Top of Extracted records

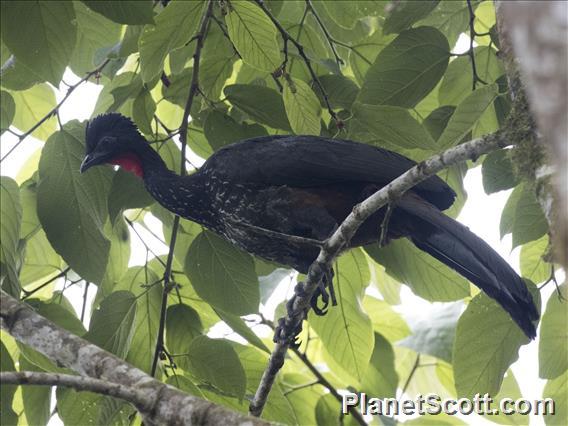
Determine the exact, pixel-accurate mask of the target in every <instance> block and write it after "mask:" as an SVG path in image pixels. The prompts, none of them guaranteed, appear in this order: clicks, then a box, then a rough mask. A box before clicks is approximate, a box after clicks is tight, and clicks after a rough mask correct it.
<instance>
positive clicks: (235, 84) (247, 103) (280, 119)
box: [224, 84, 291, 131]
mask: <svg viewBox="0 0 568 426" xmlns="http://www.w3.org/2000/svg"><path fill="white" fill-rule="evenodd" d="M224 92H225V96H227V100H228V101H229V102H231V104H233V105H235V106H236V107H238V108H239V109H241V110H242V111H244V112H246V113H247V114H248V115H249V116H250V117H251V118H252V119H253V120H255V121H257V122H258V123H260V124H265V125H267V126H270V127H273V128H275V129H282V130H287V131H290V130H291V127H290V123H289V122H288V117H287V116H286V110H285V108H284V102H283V100H282V97H281V96H280V94H279V93H278V92H277V91H276V90H274V89H270V88H269V87H262V86H256V85H253V84H233V85H231V86H227V87H225V89H224Z"/></svg>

Bottom of Extracted records

### What the exercise asks:
Copy out the items above with "clicks" swapped for "points" everywhere and everything else kept the same. Leave the pictures out.

### Response box:
Determine the exact, pixel-accurate mask of the target in every <instance> block and write it after "mask:" as an SVG path in image pixels. The prompts, none of them guaranteed, appear in this order: points, then a box, then a rough mask. A box before points is approximate, a box after points is tight, and points after a rough mask correct it.
<instance>
positive points: (235, 84) (247, 103) (280, 119)
box: [224, 84, 291, 131]
mask: <svg viewBox="0 0 568 426" xmlns="http://www.w3.org/2000/svg"><path fill="white" fill-rule="evenodd" d="M224 92H225V96H227V100H228V101H229V102H231V104H233V105H235V106H236V107H238V108H239V109H241V110H242V111H244V112H246V113H247V114H248V115H249V116H250V117H251V118H252V119H253V120H255V121H257V122H258V123H260V124H265V125H267V126H270V127H273V128H275V129H282V130H287V131H290V130H291V127H290V123H289V122H288V117H287V116H286V110H285V108H284V102H283V100H282V97H281V96H280V94H279V93H278V92H277V91H276V90H274V89H270V88H269V87H262V86H256V85H253V84H233V85H231V86H227V87H225V89H224Z"/></svg>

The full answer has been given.